Teks yang Disediakan:
Social Icons

Selasa, 14 Oktober 2014

Ketika Mencari Pemimpin

  1. Sikap ia sebelum memimpin
Bagaimana perilaku calon pemimpin ketika belum jadi apa-apa menjadi salah satu hal yang sangat vital diperhatikan. Kondisi saat itu adalah kondisi ia yang sebenarnya. Ketika terlihat ia sangat peduli akan negaranya ketika belum jadi apa-apa maka bisa jadi ia adalah orang yang mempunyai ketulusan untuk negara namun juga tidak boleh diingkari kemungkinan itu adalah sebuah persiapan pencitraan guna meraih ambisinya untuk
memiliki kedudukan. Dilain pihak ada orang-orang yang seblum jadi apa-apa ia biasa saja, berjalan dijalurnya dengan dinamis. Namun ia memiliki potensi untuk membawa perubahan.

Data Tersimpan:
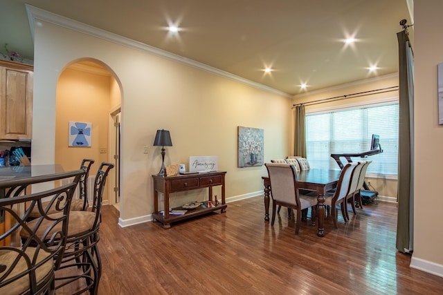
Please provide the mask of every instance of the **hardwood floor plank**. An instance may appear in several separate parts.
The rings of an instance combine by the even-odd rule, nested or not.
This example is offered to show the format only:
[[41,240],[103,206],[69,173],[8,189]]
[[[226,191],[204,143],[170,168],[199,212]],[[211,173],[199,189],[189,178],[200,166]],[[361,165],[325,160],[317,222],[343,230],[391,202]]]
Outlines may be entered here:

Arahan Tugas 1: Sebutkan kata pertama dari setiap kalimat pada paragraf di bawah poin "Sikap ia sebelum memimpin" dalam teks tentang mencari pemimpin.
Arahan Tugas 2: Kutiplah bagian teks tentang mencari pemimpin mulai dari "1. Sikap ia" sampai "untuk membawa perubahan.".

Jawaban Lengkap 1:
1. Bagaimana
2. Kondisi
3. Ketika
4. Dilain
5. Namun

Jawaban Lengkap 2:
1. Sikap ia sebelum memimpin
Bagaimana perilaku calon pemimpin ketika belum jadi apa-apa menjadi salah satu hal yang sangat vital diperhatikan. Kondisi saat itu adalah kondisi ia yang sebenarnya. Ketika terlihat ia sangat peduli akan negaranya ketika belum jadi apa-apa maka bisa jadi ia adalah orang yang mempunyai ketulusan untuk negara namun juga tidak boleh diingkari kemungkinan itu adalah sebuah persiapan pencitraan guna meraih ambisinya untuk
memiliki kedudukan. Dilain pihak ada orang-orang yang seblum jadi apa-apa ia biasa saja, berjalan dijalurnya dengan dinamis. Namun ia memiliki potensi untuk membawa perubahan.